Convert the data below into a JSON list of strings, one string per line, with blank lines and the pictures omitted.

PROVIDED DATA:

★ ★ ★ ★ ★

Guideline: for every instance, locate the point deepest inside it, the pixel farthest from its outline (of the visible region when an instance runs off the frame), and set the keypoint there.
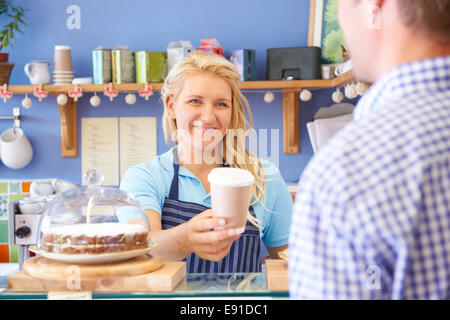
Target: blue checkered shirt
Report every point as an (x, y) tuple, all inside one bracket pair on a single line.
[(372, 211)]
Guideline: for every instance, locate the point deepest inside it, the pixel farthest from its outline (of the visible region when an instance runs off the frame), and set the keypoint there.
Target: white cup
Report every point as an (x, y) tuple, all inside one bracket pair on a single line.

★ ★ ★ ★ ★

COMPLETED TASK:
[
  "Guideline: for every instance, locate the point deepest inside it, the pixel farthest from its outline (of the visible region when an instance runs off the frame), and set the keypoint there.",
  "Target: blue checkered shirt",
  "Report every point as an (x, y) tuple, all inside one bracket pair on a single line.",
  "[(372, 211)]",
  "Guideline: for every instance, locate the point deepest inside it, the pixel farthest from its outline (of the visible region when an instance runs off the frame), and set the keypoint there.",
  "Target: white cup",
  "Report every point as an (x, y) tuple, all inside one bracket pair on a single line."
]